__EXCERPTED PASSAGE__

Multivariate Linear Regression…THERE’S MORE?

Rohan Jagtap
DataDrivenInvestor
Published in
10 min readJan 3, 2021

--

Hey Readers! This is a continuation of my medium trend — understanding the theory/mathematics behind machine learning. Since I have started a focus on this topic, I will be writing medium articles describing my journey, stay tuned for more content. Now, back to my article!

In a previous article, I’ve covered the mathematics behind univariate linear regression and the implementation of it in Python. Now you may be looking at multivariate linear regression and think, “Well, my brain is about to be fried”. And while we will build on previous concepts, I assure you this topic is much easier to comprehend than you might think. The claim is backed by my money-back guarantee! (Get it? This article is free 😉)

Before we jump into the madness, I’ll quickly run through some background knowledge. Enter: Vectors and Matrices! (If you’re here just for the explanation, start at Updating Equations)

Arrays

If you’ve ever coded before, you might be familiar with a data type known as an array. Essentially, it is a data type that holds elements of the same type which are freely accessible using an element’s index. Here’s a quick diagram:

Here’s the cool thing about arrays—they can be nested within each other. You can have one-dimensional, two-dimensional, three-dimensional, all the way to an n-dimensional array (provided that your computer can handle such a command). Again, any element within these n-dimensional arrays can be accessible with the proper series of indices. Here are the first three:

Vectors and Matrices

In terms of machine learning, vectors and matrices are both arrays, but they have a very important difference. A vector is any column/row while a matrix is any rectangular array. Let me give you a concrete example:

The entire 4x6 rectangle is one matrix while one row(1,2,3,4,5,6) or column(1,7,13,19) is a vector. Here’s the way that I remember it: an array with “1” in its dimensions is a vector, an array with two numbers in its dimensions that are not “1” is a matrix.

__RECORDED INFORMATION__
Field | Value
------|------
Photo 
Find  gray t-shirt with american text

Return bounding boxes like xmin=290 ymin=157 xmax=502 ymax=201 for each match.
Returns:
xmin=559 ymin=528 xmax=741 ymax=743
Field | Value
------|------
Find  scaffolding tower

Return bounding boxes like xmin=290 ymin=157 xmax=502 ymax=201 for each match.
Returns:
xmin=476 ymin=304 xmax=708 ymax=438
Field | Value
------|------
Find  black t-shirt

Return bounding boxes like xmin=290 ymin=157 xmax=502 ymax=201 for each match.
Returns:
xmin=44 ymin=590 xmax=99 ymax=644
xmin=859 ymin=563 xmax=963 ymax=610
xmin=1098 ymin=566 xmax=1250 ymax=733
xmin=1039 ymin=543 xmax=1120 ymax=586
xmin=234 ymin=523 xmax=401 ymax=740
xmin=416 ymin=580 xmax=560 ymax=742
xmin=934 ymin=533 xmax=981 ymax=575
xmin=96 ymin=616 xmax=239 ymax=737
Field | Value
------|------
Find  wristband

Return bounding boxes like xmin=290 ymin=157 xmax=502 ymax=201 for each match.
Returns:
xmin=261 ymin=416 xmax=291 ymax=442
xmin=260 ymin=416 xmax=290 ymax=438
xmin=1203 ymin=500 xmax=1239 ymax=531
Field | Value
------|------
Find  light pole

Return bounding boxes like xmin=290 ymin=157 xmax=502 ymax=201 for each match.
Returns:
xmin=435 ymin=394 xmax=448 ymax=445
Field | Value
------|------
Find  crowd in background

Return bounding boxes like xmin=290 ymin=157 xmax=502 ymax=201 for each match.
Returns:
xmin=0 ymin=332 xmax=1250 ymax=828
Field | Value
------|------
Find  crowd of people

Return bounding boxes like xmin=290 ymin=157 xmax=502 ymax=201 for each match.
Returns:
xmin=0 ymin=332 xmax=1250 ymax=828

__TASK STATEMENT__
Copy the passage of the multivariate linear regression article from "Hey Readers! This" up to and including "to my article!", word for word. Leave the rows out of this entirely.

__SOLVED EXERCISE__
Hey Readers! This is a continuation of my medium trend — understanding the theory/mathematics behind machine learning. Since I have started a focus on this topic, I will be writing medium articles describing my journey, stay tuned for more content. Now, back to my article!